Supplied passage
━━━━━━━━━━━━━━━━━━━━━━━━━━━━━━
Our rum run was pirate-themed. Yarr!

Michelle is the one in the captain's hat next to the girl holding up the Jolly Roger.

I be a salty wench!

Monday, November 12, 2012

Is this real life?

Just registered online for seventh semester. For those who are just tuning in, Ross students have pre-clinical semesters 1-7 on island and then a year (3 semesters) of clinical education back in the U.S. So I just registered for my final semester in St. Kitts.

Be right back, vomiting.

Sunday, November 11, 2012

Don's visit.

My husband visited last week. I'm always amazed at how quickly and easily we pick right up, as though we haven't been apart for six months. He's the only person on earth who can make me laugh until I have tears streaming down my face and I can't make any sound except a hoarse wheeze. It's also wonderful having him here because I have someone who wants to be in the water and appreciates the ocean as much as I do. Here's some photos I took on one of our snorkeling trips. I wish I'd held on to the camera for a few more days (I borrowed it) for our White House trip, because the marine life on the wreck there was pretty amazing.

My baby.

West Indian sea urchin. Don't worry, this kind is safe to touch.

Red lip blenny.

Trumpet fish and an immature French angelfish.

Porcupine fish.

We also went on a night dive that was absolutely magical. It was scary, particularly when I lost sight of Don a few times. Your field of vision is extremely limited to just within the range of your flashlight. But it was incredible, too. We saw lots of turtles, lobsters and crabs. A very small hawksbill turtle swam right up to me and came within inches of touching me. At one point we all settled to our knees in a big circle in the sand and turned off our flashlights and waved our arms around like crazy. The bioluminescent plankton lit up around us like fireflies, and for a few moments all you could see was blackness and twinkling fairy lights.

Don left yesterday. Gonna miss him terribly, but we got in some good quality time. It helped to relax me considerably right before I take my Rossie in a week.

Friday, November 2, 2012

A whole lot of nothin'.

Not much to talk about. Blocks 2 and 3 came and went. I've done mediocre to good on them, but not excellent. It's difficult to maintain your usual grades on exams when you're studying for three of them simultaneously. Still, each class has a buffer, either through participation points or a history of being curved, so my chances of getting As are still very high.

My Rossie is in a couple of weeks. I feel like my colon is trying to crawl out of my mouth when I think about it. About a dozen people in my class have taken it so far, and I've seen about six "I PASSED!!!" Facebook statues. I'm guessing the lack of such a status is just as telling.

Don gets here in two days! I've been so distracted, I can barely think of anything else. Six months away from my husband is my limit, apparently. It's tough, it's really, really tough sometimes. This is the longest we've been apart since I moved down here.
━━━━━━━━━━━━━━━━━━━━━━━━━━━━━━
Dataset entries
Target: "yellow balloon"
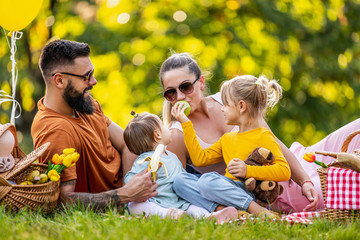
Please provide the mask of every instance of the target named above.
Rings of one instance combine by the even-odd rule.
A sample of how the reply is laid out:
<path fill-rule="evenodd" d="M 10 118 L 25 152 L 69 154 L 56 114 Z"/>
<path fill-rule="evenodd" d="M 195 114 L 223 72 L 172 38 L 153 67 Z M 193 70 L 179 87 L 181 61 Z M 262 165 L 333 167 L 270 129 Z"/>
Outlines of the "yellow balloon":
<path fill-rule="evenodd" d="M 43 0 L 0 0 L 0 25 L 20 31 L 38 15 Z"/>

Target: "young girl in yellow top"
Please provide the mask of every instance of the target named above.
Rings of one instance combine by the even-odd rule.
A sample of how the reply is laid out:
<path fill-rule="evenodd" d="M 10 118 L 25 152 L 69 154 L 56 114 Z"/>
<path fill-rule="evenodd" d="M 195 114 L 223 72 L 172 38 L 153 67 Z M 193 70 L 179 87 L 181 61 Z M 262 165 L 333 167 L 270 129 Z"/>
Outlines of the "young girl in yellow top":
<path fill-rule="evenodd" d="M 281 94 L 281 86 L 275 80 L 269 81 L 265 76 L 256 78 L 246 75 L 226 81 L 221 87 L 224 104 L 221 110 L 226 124 L 239 126 L 239 131 L 225 133 L 219 141 L 206 149 L 199 145 L 192 122 L 184 114 L 183 103 L 174 105 L 171 113 L 181 122 L 185 145 L 193 164 L 201 167 L 225 161 L 227 165 L 225 176 L 210 172 L 199 178 L 197 187 L 202 197 L 224 206 L 247 210 L 255 215 L 261 212 L 271 215 L 255 202 L 254 195 L 248 192 L 236 177 L 272 181 L 290 179 L 289 165 L 275 141 L 275 136 L 260 125 L 267 108 L 273 107 Z M 272 165 L 247 166 L 243 162 L 256 147 L 264 147 L 274 154 Z M 191 191 L 193 194 L 193 189 Z M 186 194 L 181 194 L 184 195 Z M 187 200 L 191 202 L 191 199 Z"/>

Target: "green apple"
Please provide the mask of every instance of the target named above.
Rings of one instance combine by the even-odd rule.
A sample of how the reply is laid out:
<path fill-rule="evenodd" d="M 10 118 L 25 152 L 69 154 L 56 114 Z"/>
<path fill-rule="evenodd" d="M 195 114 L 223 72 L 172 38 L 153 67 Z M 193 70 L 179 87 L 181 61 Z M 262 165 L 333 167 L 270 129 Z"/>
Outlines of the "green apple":
<path fill-rule="evenodd" d="M 178 103 L 184 103 L 184 106 L 183 106 L 183 108 L 185 108 L 184 113 L 186 116 L 189 116 L 189 114 L 191 112 L 190 104 L 187 101 L 178 101 Z"/>

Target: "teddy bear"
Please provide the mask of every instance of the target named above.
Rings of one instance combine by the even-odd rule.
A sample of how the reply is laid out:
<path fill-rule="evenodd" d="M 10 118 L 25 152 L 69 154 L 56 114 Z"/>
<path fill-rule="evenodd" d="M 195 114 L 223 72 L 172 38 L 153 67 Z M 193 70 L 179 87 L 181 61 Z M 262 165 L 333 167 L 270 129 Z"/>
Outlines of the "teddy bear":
━━━━━━━━━━━━━━━━━━━━━━━━━━━━━━
Work item
Summarize the blog entries about student life on St. Kitts in three sentences. Work only from the text itself, without outside knowledge.

Response
The writer, a Ross student, registered online for the seventh semester, the last one in St. Kitts before a year of clinical education back in the U.S. During a visit from Don, the writer's husband, the two went snorkeling and on a night dive where they saw turtles, lobsters, crabs and glowing plankton. The visit helped relax the writer a week before the Rossie, after mediocre-to-good results on Blocks 2 and 3 and six hard months apart from Don.